# MATERIAL TO PROCESS start
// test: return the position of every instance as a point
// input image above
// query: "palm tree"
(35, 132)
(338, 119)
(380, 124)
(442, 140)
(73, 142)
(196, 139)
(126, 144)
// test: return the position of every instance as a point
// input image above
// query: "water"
# MATERIAL TO PROCESS end
SET EXERCISE.
Please reproduce every one of the records above line for line, without changing anything.

WRITTEN RESPONSE.
// test: return the position of every instance as a point
// input image above
// query: "palm tree"
(35, 132)
(338, 119)
(380, 124)
(442, 140)
(73, 142)
(196, 139)
(126, 144)
// test: return the position of every instance as a point
// input image above
// query: "water"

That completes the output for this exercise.